(Stored records)
☆ ☆ ☆
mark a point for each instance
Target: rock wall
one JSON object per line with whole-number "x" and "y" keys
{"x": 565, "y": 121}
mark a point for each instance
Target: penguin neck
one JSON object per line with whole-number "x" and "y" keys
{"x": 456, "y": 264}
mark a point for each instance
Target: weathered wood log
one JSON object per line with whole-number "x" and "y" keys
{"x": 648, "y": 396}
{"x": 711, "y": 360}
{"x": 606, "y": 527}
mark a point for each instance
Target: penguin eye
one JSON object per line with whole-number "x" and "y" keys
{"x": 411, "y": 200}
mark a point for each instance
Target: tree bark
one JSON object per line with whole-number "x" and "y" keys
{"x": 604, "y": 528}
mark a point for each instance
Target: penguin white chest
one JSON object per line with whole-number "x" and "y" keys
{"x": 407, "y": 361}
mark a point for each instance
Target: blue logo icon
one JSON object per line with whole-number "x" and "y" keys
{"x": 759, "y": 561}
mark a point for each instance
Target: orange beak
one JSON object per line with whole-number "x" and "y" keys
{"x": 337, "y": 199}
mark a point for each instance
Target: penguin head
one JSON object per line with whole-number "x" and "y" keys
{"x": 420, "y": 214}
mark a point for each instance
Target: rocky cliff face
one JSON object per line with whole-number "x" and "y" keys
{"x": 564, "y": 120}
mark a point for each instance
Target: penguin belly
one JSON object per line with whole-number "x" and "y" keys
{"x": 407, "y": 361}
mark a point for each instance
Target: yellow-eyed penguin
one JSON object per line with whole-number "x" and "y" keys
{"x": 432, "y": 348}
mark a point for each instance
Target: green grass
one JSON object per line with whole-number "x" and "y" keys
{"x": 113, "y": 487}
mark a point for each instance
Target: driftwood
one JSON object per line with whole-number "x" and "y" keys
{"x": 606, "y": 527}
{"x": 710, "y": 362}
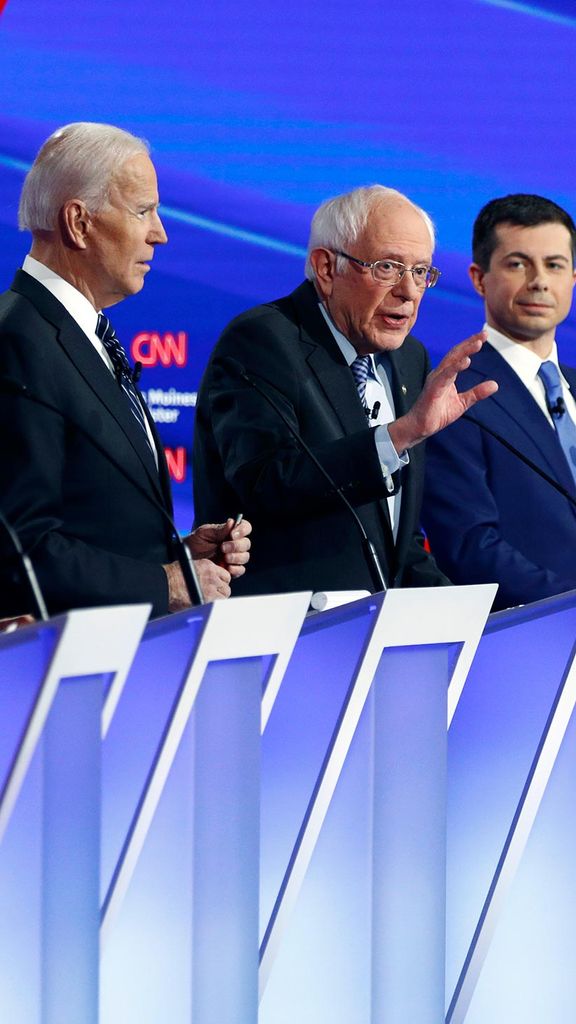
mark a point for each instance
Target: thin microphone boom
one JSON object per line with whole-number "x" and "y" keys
{"x": 182, "y": 554}
{"x": 28, "y": 567}
{"x": 238, "y": 371}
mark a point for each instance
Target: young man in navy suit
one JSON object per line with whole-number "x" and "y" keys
{"x": 83, "y": 478}
{"x": 488, "y": 516}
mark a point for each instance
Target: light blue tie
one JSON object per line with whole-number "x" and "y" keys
{"x": 361, "y": 371}
{"x": 564, "y": 424}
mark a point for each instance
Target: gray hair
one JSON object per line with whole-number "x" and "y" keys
{"x": 339, "y": 221}
{"x": 76, "y": 162}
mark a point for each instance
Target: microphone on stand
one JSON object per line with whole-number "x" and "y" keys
{"x": 238, "y": 371}
{"x": 28, "y": 570}
{"x": 183, "y": 556}
{"x": 558, "y": 409}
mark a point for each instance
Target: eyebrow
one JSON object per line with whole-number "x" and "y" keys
{"x": 526, "y": 256}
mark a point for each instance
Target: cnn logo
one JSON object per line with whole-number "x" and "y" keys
{"x": 167, "y": 349}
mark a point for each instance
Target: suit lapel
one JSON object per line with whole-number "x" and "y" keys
{"x": 326, "y": 361}
{"x": 333, "y": 375}
{"x": 90, "y": 367}
{"x": 517, "y": 416}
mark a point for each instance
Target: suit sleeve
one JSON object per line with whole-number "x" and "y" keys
{"x": 467, "y": 484}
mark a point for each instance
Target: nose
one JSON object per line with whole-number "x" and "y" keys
{"x": 538, "y": 281}
{"x": 406, "y": 287}
{"x": 157, "y": 236}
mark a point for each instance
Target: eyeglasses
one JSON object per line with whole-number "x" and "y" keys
{"x": 388, "y": 271}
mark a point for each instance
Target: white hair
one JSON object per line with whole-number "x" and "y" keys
{"x": 339, "y": 221}
{"x": 78, "y": 161}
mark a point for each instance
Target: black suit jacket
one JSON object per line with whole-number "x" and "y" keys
{"x": 491, "y": 518}
{"x": 77, "y": 480}
{"x": 245, "y": 459}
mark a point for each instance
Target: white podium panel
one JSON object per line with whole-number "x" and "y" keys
{"x": 363, "y": 714}
{"x": 52, "y": 679}
{"x": 511, "y": 823}
{"x": 181, "y": 763}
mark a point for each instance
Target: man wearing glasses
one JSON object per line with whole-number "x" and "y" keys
{"x": 334, "y": 364}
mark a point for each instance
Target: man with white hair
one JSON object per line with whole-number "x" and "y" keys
{"x": 336, "y": 359}
{"x": 83, "y": 478}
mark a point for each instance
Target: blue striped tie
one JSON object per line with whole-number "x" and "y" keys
{"x": 122, "y": 370}
{"x": 361, "y": 370}
{"x": 565, "y": 426}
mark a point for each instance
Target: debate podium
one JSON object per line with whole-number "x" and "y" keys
{"x": 247, "y": 815}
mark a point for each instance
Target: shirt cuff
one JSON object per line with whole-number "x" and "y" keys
{"x": 391, "y": 461}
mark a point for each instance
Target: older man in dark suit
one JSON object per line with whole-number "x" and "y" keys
{"x": 83, "y": 478}
{"x": 490, "y": 517}
{"x": 336, "y": 358}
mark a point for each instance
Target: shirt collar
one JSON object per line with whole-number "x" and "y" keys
{"x": 523, "y": 360}
{"x": 79, "y": 307}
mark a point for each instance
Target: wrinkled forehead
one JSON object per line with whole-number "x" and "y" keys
{"x": 396, "y": 228}
{"x": 136, "y": 176}
{"x": 539, "y": 241}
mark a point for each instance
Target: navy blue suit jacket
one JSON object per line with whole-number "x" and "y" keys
{"x": 246, "y": 460}
{"x": 488, "y": 516}
{"x": 78, "y": 481}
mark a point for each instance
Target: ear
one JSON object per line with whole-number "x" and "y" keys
{"x": 324, "y": 265}
{"x": 75, "y": 223}
{"x": 477, "y": 275}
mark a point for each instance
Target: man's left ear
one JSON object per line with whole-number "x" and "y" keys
{"x": 324, "y": 265}
{"x": 75, "y": 223}
{"x": 477, "y": 276}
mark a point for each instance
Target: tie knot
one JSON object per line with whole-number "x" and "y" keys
{"x": 548, "y": 373}
{"x": 361, "y": 369}
{"x": 105, "y": 330}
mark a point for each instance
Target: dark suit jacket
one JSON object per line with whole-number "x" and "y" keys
{"x": 245, "y": 459}
{"x": 81, "y": 487}
{"x": 489, "y": 517}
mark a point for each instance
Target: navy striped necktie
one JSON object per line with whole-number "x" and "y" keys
{"x": 564, "y": 424}
{"x": 122, "y": 370}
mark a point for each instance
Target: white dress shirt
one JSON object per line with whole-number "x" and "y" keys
{"x": 526, "y": 365}
{"x": 377, "y": 390}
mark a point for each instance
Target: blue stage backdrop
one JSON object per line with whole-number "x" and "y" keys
{"x": 257, "y": 112}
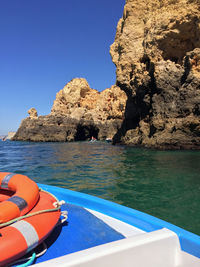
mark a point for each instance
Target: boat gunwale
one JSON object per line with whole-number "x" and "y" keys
{"x": 189, "y": 242}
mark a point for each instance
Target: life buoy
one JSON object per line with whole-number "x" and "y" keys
{"x": 21, "y": 237}
{"x": 19, "y": 194}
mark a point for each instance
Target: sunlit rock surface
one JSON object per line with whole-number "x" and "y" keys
{"x": 157, "y": 56}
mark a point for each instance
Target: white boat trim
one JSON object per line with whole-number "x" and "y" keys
{"x": 160, "y": 248}
{"x": 125, "y": 229}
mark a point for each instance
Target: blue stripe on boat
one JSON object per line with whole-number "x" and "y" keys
{"x": 189, "y": 242}
{"x": 83, "y": 230}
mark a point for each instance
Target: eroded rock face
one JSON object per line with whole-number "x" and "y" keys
{"x": 78, "y": 113}
{"x": 157, "y": 55}
{"x": 77, "y": 100}
{"x": 33, "y": 113}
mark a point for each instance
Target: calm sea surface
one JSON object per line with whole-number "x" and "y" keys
{"x": 165, "y": 184}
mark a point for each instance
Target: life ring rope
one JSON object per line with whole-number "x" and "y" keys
{"x": 57, "y": 204}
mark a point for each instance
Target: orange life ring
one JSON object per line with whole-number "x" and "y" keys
{"x": 20, "y": 195}
{"x": 21, "y": 237}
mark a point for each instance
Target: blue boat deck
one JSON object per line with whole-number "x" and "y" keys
{"x": 82, "y": 230}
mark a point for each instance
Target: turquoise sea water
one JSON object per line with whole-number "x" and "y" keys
{"x": 165, "y": 184}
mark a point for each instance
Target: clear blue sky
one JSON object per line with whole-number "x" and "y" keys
{"x": 46, "y": 43}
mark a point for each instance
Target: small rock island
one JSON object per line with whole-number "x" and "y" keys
{"x": 156, "y": 99}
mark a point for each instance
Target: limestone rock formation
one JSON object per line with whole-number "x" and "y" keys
{"x": 78, "y": 113}
{"x": 77, "y": 100}
{"x": 33, "y": 113}
{"x": 157, "y": 55}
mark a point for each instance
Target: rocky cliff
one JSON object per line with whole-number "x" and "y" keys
{"x": 157, "y": 56}
{"x": 156, "y": 99}
{"x": 78, "y": 113}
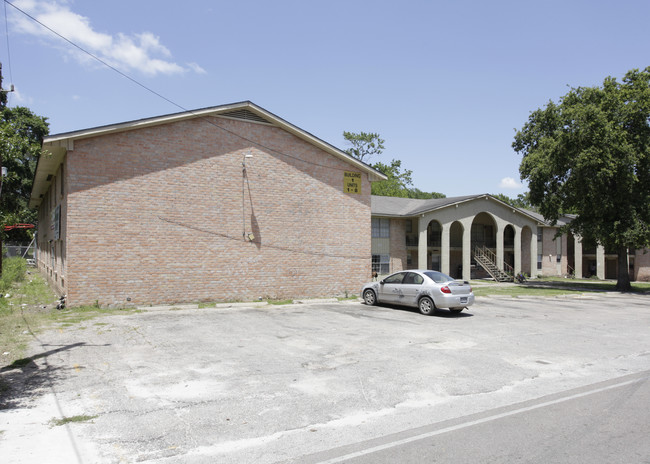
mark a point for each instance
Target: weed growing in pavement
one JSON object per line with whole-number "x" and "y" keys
{"x": 68, "y": 420}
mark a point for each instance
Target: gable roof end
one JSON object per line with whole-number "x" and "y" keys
{"x": 55, "y": 146}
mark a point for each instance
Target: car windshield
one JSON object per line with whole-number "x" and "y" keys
{"x": 438, "y": 277}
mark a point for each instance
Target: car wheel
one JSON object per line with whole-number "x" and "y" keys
{"x": 426, "y": 306}
{"x": 369, "y": 297}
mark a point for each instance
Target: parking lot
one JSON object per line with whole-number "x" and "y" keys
{"x": 282, "y": 383}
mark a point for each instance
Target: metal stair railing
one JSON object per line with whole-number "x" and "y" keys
{"x": 487, "y": 260}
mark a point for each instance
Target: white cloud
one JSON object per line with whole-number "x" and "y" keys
{"x": 142, "y": 52}
{"x": 509, "y": 183}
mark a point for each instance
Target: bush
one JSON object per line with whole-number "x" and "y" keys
{"x": 13, "y": 270}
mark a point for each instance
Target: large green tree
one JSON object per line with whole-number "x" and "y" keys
{"x": 21, "y": 135}
{"x": 399, "y": 182}
{"x": 589, "y": 154}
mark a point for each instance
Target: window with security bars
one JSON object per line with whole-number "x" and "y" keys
{"x": 381, "y": 264}
{"x": 380, "y": 228}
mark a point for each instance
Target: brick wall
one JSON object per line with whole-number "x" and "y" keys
{"x": 156, "y": 215}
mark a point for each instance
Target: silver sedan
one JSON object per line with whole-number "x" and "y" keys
{"x": 425, "y": 290}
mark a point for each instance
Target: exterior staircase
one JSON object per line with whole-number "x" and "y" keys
{"x": 487, "y": 260}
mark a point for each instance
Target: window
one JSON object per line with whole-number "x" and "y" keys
{"x": 396, "y": 278}
{"x": 381, "y": 264}
{"x": 413, "y": 279}
{"x": 380, "y": 228}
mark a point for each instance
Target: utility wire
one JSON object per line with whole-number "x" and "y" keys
{"x": 259, "y": 242}
{"x": 148, "y": 89}
{"x": 11, "y": 77}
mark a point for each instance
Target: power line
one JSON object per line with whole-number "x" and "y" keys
{"x": 182, "y": 108}
{"x": 11, "y": 77}
{"x": 259, "y": 242}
☆ ☆ ☆
▸ TO DO: Find each line in the rows above that contains the string "logo" and copy those lines out.

▸ FINAL ANSWER:
Target: blue logo icon
Target: cnn logo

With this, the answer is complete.